◆ TEXT SEGMENT
######

ControlNet pipelines

I have been exploring the docker-diffusers-api library and find it to be a valuable tool for diffusion-based pipelines. However, I noticed that ControlNet pipelines are not currently supported.

I am interested in extending the capabilities of the library to include ControlNet pipeline support, as it would greatly benefit my use case. Before diving into the implementation, I wanted to reach out and inquire about the best way to approach this addition.

Firstly, I would appreciate any insights you can provide regarding the feasibility of integrating ControlNet pipelines into the docker-diffusers-api library. Are there any specific challenges or considerations that I should be aware of before starting this development effort?

Additionally, I would be grateful if you could share any guidelines, suggestions, or recommended approaches for adding ControlNet pipeline support to the library. Are there any design principles or existing code components that I should leverage or build upon? Any tips or best practices would be immensely helpful in ensuring a smooth integration.

I believe that adding ControlNet pipeline support to docker-diffusers-api would enhance its versatility and make it even more valuable to the community. I am enthusiastic about contributing to this project and would be more than willing to collaborate closely with you to ensure a successful implementation.

I am new to python and if I do it I don’t mind paying expert python developers in http://upwork.com to get this done.

Edit: Looks like some of the community controlnet pipelines (stable_diffusion_controlnet_img2img, stable_diffusion_controlnet_inpaint, stable_diffusion_controlnet_inpaint_img2img) are already supported

Hey @aroop, great to see you here on the forums.

Firstly, thanks for all the kind words. And re ControlNet, we’re in total agreement! This is something I’ve wanted to add support for a while already, I’m just completely swamped with other work :confused:

ControlNet support is very doable, since upstream diffusers already supports it. As you noted in your edit. I think the best resource for it is possibly the diffusers release notes at Releases · huggingface/diffusers · GitHub (which don’t SEO so well on Google, unfortunately). You could read them bottom up: ControlNet was first introduced in v0.14 on Mar 3, and later releases include more features, models and info. And ControlNet in 🧨 Diffusers blog post.

######

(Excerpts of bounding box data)
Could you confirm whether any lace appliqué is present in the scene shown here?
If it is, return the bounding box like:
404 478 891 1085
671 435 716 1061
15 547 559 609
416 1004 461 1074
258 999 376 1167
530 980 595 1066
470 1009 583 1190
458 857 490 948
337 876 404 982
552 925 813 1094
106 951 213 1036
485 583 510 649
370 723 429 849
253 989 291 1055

######

◆ EXERCISES
1. Output every line of the bounding box records as a JSON list of strings, one string per line, skipping blank lines.
2. Write what comes next in the forum thread on ControlNet support, starting right after its last sentence.
The forum thread and the records were taken from unrelated sources.

◆ ANSWERS
1.
[
  "Could you confirm whether any lace appliqué is present in the scene shown here?",
  "If it is, return the bounding box like:",
  "404 478 891 1085",
  "671 435 716 1061",
  "15 547 559 609",
  "416 1004 461 1074",
  "258 999 376 1167",
  "530 980 595 1066",
  "470 1009 583 1190",
  "458 857 490 948",
  "337 876 404 982",
  "552 925 813 1094",
  "106 951 213 1036",
  "485 583 510 649",
  "370 723 429 849",
  "253 989 291 1055"
]

2.
I was very happy to read your message, both about the excitement around ControlNet, but also, your desire to contribute to the project (even at your own financial expense) and intention to work together closely on implementing this feature. That’s greatly appreciated.

I think, give me a week to look over things, and I should be able to provide some good guidance. In theory it’s just a few extra steps:

  1. Ability to send a picture to be used for the controlnet input (very similar to what we do already with img2img / inpaint).
  2. Ability to specify which controlnet model to use
  3. Call the pipeline with the above.

Obviously some of those steps might involve a little bit of complicated code, but hopefully not too much :slight_smile:

Anyway, let’s chat in a week after I’ve had more time to look at it. Maybe I can even provide some starter code for you to work with instead of having to outsource it, but let’s see how much time I have to look at it this week first.

Thanks again and looking forward to working together :sparkles:

I’m glad to hear that you found my message exciting and appreciated my willingness to contribute to the project. I understand that implementing ControlNet support is a priority for you, and I’m happy to work closely with you on this.

I’ve gone through the diffusers release notes on GitHub as you suggested, and it seems like a valuable resource for understanding ControlNet. I’ll read them from the bottom up to get a comprehensive understanding of the feature’s evolution. I’ll also check out the ControlNet section in the Diffusers blog post.

While you consider the optimal approach to implementing this feature, I’d like to share the initial steps I plan to take in the meantime. These steps will be added to a fork of the project:

  1. Given the specific requirements of ControlNet, particularly with MultiControlnets, it appears that custom pipelines specific to different applications will be necessary. Therefore, I intend to incorporate support for these custom pipelines.
  2. I will introduce a flag that enables the ControlNet feature. This flag will allow users to easily activate or deactivate ControlNet functionality as needed.
  3. Additionally, I will enhance the capability to download multiple ControlNet features based on user input, taking into account both runtime and build time considerations. This enhancement will ensure that users have access to the ControlNet features they require, tailored to their specific needs.

By implementing these steps, we can lay a foundation for the integration of ControlNet into the project. Please take your time to consider these approaches, and I’m open to any further suggestions or adjustments you may have.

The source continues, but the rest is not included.